--- start INFORMATION SUPPLIED ---

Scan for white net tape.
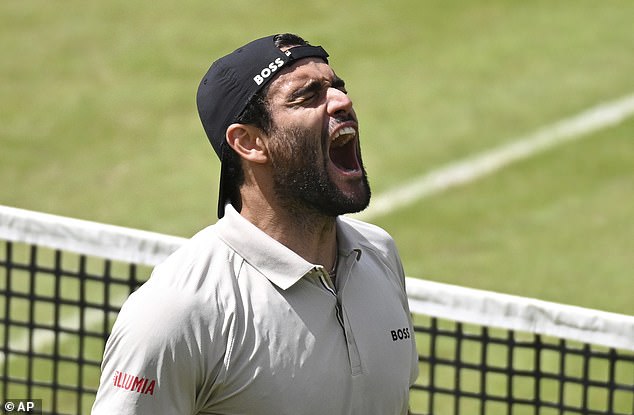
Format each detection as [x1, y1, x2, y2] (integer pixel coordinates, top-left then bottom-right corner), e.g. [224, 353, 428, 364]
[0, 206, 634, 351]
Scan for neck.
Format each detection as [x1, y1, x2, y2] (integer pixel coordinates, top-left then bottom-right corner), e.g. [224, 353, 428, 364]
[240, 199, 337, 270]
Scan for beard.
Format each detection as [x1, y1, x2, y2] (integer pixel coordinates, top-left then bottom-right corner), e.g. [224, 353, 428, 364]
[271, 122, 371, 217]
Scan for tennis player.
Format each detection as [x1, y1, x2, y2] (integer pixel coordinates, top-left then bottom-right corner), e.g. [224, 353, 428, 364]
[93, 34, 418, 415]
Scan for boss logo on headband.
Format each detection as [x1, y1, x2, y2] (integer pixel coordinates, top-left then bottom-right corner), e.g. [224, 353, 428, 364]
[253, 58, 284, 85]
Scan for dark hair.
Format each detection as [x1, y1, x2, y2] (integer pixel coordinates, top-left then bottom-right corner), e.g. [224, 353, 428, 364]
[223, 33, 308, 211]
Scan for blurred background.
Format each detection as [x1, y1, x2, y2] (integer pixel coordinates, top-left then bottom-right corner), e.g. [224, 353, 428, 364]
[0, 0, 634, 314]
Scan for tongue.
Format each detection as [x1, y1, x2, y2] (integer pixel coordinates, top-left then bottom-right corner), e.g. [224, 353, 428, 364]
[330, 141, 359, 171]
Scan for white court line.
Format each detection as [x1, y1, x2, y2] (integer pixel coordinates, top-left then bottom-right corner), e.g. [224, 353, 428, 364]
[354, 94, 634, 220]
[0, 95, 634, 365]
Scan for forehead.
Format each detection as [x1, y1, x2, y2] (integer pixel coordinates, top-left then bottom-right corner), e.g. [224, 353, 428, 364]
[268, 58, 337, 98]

--- end INFORMATION SUPPLIED ---
--- start INFORMATION SUPPLIED ---

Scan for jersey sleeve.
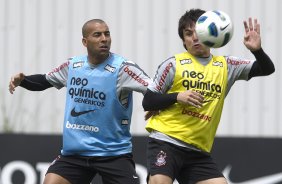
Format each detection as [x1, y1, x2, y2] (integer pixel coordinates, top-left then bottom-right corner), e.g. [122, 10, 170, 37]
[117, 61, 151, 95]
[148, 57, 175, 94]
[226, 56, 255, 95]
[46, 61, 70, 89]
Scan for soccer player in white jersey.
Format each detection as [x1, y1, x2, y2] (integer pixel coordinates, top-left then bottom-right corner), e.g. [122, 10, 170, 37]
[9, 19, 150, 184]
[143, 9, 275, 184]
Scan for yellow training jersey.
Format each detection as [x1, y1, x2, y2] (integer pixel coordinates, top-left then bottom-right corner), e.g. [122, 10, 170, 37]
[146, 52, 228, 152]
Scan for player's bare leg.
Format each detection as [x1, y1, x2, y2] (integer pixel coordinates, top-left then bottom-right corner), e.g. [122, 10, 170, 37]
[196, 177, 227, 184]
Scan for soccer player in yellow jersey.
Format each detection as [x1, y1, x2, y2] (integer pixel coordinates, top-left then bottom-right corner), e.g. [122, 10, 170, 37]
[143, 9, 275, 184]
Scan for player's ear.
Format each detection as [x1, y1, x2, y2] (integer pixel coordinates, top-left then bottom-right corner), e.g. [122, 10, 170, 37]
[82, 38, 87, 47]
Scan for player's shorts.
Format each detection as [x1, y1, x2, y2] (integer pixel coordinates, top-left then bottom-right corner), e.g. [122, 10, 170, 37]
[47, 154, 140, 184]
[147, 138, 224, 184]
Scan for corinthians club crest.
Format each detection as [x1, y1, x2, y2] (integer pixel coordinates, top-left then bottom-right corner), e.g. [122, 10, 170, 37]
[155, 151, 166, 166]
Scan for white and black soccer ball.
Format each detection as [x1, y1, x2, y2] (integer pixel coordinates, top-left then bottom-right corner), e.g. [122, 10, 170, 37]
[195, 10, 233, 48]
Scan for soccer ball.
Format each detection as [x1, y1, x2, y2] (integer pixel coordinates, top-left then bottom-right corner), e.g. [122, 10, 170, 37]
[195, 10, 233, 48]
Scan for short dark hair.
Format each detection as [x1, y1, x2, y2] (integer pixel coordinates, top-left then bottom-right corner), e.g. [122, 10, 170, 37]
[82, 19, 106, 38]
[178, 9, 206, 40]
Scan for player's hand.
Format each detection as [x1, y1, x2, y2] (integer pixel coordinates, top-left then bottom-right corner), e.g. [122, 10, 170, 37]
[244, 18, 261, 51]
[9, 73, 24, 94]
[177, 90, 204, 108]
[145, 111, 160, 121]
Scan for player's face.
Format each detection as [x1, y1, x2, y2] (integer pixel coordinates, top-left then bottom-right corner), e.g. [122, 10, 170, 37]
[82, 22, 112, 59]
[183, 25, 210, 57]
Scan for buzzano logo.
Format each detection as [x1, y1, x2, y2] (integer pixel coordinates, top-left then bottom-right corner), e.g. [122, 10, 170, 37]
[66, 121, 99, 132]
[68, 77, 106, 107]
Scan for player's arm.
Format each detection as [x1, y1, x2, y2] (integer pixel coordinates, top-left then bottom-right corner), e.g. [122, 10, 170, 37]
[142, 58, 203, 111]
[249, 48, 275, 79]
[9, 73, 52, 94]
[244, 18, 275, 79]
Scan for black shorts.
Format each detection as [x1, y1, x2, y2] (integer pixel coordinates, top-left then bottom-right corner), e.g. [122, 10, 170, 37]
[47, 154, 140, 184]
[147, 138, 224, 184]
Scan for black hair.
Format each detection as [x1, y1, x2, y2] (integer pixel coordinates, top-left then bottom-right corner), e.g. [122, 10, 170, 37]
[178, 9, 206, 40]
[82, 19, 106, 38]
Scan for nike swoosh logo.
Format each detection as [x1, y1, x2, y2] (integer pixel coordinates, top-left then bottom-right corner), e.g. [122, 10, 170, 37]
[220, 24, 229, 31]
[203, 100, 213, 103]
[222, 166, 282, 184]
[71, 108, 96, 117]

--- end INFORMATION SUPPLIED ---

WRITTEN REQUEST:
Count the lines in the rows above that contain the word "player", treating uppercase and lowercase as different, and reply with only that number.

TASK OUTPUT:
9